##### TEXTE FOURNI
Pas de marque, pas de soutien connu derrière cette création ex-nihilo. Le Falco Prime A2 est une machine vraiment étrange et tout m’appelle à vous signaler de ne pas investir dedans.
Je suis toujours méfiant quand je vous parle de projets participatifs, car cette méthode est facile pour lever des fonds mais vraiment semée d’embûches pour les personnes qui vont financer un projet. Ici le Falco Prime A2 réveille mes inquiétudes à cause de plusieurs éléments. Non pas qu’ils soient forcément incohérents mais leur accumulation me pose problème.
D’abord et avant tout, l’objet lui même a du mal à se justifier techniquement parlant. Le Falco Prime A2 est un MiniPC cubique de 20 cm de côté qui ressemble à une sorte de caisson de basse posé sur des pieds anti-dérapant. A l’intérieur, on retrouve une base de carte mère AMD qui pilote un circuit mobile Dragon Range Ryzen 9 7940HX, une puce 16 cœurs Zen 4 et 32 Threads sortie en début d’année 2024 et qui fonctionne avec un TDP de 55 watts de base. Une puce particulière puisque son circuit graphique est clairement plus faible que les autres solutions de la marque. Un Radeon 610M avec 2 cœurs graphiques seulement. L’idée derrière cette solution est de mettre le paquet sur la partie calcul et d’associer ce processeur à un circuit graphique externe.
##########
*CONSIGNE 1*: Relevez chaque ligne ci-dessous qui contient la chaîne "skin". La casse compte.
##### LIGNES EXTRAITES
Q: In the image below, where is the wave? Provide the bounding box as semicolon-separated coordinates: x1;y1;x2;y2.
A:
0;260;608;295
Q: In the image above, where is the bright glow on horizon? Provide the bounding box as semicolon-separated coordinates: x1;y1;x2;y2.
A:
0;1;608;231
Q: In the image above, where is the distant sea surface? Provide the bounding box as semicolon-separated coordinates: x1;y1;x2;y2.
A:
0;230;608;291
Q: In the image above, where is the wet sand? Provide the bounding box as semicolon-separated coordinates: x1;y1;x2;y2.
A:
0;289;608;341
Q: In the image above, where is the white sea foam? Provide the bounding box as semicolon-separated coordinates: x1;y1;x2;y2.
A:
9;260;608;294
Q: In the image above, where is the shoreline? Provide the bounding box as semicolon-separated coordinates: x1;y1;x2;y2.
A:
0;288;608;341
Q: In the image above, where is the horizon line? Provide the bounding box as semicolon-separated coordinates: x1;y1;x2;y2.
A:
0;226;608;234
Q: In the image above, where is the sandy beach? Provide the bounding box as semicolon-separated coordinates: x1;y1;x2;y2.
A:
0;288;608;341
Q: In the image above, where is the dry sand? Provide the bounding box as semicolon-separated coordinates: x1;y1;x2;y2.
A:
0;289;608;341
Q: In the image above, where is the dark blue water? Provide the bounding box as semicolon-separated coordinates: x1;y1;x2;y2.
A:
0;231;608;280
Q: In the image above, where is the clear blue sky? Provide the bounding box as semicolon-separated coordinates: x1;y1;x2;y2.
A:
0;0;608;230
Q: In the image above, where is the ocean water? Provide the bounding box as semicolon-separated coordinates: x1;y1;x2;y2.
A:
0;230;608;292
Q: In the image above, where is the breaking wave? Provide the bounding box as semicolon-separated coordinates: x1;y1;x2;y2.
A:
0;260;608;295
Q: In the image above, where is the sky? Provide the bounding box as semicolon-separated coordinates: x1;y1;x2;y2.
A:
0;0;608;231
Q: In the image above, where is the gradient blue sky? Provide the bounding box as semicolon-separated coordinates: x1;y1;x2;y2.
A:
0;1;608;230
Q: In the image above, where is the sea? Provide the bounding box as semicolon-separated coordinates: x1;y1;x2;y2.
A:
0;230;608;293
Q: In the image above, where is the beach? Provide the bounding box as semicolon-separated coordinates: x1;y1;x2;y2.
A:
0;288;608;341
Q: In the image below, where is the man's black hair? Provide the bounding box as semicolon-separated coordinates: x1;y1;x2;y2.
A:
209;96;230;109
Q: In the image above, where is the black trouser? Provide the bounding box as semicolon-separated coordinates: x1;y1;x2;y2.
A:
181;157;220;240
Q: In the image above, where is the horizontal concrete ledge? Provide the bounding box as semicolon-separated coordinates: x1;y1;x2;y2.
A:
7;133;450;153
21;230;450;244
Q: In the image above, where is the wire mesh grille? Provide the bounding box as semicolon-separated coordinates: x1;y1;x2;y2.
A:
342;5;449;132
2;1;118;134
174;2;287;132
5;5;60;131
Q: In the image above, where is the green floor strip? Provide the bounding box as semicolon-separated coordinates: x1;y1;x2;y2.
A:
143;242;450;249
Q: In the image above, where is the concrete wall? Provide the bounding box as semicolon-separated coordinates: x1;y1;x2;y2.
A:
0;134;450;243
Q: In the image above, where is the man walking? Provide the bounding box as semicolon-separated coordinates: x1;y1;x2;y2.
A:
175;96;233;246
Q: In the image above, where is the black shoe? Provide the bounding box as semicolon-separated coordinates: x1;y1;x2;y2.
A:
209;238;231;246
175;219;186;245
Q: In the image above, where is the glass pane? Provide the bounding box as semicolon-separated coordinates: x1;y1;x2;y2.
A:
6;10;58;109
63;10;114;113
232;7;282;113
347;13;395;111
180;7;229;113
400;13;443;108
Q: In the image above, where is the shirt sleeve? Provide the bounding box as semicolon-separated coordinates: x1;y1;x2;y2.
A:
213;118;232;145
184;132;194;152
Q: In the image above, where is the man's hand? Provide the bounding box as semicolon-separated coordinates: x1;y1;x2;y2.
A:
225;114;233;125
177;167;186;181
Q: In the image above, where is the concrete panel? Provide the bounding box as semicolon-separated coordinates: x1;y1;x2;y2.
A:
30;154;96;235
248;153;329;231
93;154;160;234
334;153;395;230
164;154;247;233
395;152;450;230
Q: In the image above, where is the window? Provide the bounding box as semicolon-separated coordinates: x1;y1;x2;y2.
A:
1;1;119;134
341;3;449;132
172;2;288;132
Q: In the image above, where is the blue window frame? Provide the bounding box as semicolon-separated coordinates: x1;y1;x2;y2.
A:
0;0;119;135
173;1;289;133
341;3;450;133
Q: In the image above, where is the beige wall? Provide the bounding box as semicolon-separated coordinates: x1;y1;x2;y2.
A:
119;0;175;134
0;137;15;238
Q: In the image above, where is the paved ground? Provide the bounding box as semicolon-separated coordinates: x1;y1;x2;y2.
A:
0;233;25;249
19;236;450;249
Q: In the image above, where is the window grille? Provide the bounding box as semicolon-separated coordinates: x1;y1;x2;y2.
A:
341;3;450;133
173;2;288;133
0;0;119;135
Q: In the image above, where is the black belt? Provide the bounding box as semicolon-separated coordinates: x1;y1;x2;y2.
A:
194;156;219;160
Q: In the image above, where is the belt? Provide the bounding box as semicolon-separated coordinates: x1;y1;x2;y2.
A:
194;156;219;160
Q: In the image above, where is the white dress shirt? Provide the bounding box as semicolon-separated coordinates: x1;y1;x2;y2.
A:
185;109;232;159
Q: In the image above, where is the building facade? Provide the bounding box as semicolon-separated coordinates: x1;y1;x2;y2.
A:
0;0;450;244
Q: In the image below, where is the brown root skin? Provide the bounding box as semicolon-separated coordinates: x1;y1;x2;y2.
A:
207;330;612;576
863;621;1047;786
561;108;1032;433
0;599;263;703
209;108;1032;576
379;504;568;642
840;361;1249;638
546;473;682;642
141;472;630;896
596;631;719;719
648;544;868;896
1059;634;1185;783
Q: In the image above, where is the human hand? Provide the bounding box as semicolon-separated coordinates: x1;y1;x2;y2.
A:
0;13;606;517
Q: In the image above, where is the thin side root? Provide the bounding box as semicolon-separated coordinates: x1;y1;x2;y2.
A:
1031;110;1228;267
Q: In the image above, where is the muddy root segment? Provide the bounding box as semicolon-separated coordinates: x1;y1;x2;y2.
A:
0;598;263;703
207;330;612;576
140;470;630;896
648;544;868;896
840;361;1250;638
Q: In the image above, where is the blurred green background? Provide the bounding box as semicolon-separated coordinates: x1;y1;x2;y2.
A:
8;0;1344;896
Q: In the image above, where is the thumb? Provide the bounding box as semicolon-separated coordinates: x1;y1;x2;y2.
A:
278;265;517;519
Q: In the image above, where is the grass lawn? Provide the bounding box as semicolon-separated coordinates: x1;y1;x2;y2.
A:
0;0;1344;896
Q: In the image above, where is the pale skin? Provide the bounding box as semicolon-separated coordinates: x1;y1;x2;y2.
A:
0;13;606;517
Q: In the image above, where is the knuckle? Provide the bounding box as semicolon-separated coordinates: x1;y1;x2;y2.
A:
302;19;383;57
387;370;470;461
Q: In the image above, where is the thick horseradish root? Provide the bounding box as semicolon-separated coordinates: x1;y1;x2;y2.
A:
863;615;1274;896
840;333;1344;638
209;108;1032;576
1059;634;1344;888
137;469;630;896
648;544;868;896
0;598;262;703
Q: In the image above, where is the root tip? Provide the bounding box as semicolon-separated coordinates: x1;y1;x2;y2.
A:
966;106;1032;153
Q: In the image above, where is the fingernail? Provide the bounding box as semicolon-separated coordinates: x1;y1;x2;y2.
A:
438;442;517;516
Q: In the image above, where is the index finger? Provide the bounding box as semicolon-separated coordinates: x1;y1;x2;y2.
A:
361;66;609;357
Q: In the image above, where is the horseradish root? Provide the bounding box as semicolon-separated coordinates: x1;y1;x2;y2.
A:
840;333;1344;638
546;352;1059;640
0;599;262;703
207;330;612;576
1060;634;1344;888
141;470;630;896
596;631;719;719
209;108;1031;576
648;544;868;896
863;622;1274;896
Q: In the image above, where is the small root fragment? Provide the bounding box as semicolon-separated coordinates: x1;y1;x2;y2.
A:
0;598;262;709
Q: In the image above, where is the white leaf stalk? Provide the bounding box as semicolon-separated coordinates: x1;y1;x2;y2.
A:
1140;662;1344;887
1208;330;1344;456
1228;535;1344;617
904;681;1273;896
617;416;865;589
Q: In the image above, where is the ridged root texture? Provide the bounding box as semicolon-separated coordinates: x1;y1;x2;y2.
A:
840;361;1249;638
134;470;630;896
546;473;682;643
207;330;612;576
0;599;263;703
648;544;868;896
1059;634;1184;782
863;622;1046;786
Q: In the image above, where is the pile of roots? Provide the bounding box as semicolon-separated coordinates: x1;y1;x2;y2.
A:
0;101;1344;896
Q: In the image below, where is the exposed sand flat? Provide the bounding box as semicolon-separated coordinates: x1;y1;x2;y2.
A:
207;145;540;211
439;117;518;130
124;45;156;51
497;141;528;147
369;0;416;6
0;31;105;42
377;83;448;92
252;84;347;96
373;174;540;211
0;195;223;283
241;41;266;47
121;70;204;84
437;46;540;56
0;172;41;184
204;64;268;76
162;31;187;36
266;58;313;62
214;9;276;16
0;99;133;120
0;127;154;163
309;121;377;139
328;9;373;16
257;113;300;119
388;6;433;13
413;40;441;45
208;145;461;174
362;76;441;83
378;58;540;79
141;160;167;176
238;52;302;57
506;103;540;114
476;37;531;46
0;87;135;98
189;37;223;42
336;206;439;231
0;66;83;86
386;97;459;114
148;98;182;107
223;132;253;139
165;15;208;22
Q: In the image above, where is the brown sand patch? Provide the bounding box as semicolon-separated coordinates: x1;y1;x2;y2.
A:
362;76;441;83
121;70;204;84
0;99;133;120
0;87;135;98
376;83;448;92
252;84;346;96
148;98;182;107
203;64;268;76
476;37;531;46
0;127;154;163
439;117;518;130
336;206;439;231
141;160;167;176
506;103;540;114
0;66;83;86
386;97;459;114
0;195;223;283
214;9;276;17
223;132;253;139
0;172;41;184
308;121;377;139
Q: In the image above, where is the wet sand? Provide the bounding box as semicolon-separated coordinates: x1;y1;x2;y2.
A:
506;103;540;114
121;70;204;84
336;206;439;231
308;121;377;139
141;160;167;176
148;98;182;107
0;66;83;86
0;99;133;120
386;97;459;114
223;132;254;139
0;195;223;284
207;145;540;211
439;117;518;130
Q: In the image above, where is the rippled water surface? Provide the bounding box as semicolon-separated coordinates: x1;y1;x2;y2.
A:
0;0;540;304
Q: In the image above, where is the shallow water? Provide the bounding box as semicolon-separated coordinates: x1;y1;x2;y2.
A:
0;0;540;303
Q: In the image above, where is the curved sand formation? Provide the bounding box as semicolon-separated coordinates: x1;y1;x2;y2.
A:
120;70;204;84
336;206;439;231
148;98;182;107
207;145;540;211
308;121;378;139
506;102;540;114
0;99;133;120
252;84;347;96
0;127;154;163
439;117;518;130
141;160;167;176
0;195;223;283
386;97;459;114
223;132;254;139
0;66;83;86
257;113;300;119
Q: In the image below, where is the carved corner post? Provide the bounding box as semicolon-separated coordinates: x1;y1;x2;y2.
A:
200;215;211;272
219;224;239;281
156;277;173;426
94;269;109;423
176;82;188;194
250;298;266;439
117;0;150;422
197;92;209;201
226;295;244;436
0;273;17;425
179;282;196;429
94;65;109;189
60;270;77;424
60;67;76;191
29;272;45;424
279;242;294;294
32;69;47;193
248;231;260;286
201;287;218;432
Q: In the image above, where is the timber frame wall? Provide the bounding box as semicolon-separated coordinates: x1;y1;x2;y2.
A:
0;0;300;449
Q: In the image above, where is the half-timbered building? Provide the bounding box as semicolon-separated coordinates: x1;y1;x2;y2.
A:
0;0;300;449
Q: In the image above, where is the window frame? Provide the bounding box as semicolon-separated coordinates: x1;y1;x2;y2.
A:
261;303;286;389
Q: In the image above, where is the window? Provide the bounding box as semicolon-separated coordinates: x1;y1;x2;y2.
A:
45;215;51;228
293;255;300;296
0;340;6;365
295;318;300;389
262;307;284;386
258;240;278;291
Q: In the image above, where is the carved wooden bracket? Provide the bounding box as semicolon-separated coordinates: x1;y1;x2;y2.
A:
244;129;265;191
##########
*CONSIGNE 2*: Résumez en deux phrases le texte sur le Falco Prime A2, s'il vous plaît.

*RÉPONSE RÉDIGÉE 1*:
Q: In the image below, where is the brown root skin? Provide the bounding box as semicolon-separated coordinates: x1;y1;x2;y2.
Q: In the image above, where is the pale skin? Provide the bounding box as semicolon-separated coordinates: x1;y1;x2;y2.

*RÉPONSE RÉDIGÉE 2*: Le texte déconseille d'investir dans le Falco Prime A2, une machine sans marque ni soutien connu, présentée comme un projet participatif dont l'accumulation de plusieurs éléments inquiète. Ce MiniPC cubique de 20 cm, qui a du mal à se justifier techniquement, embarque un Ryzen 9 7940HX à 16 cœurs et 32 threads dont le circuit graphique Radeon 610M est faible, l'idée étant de l'associer à un circuit graphique externe.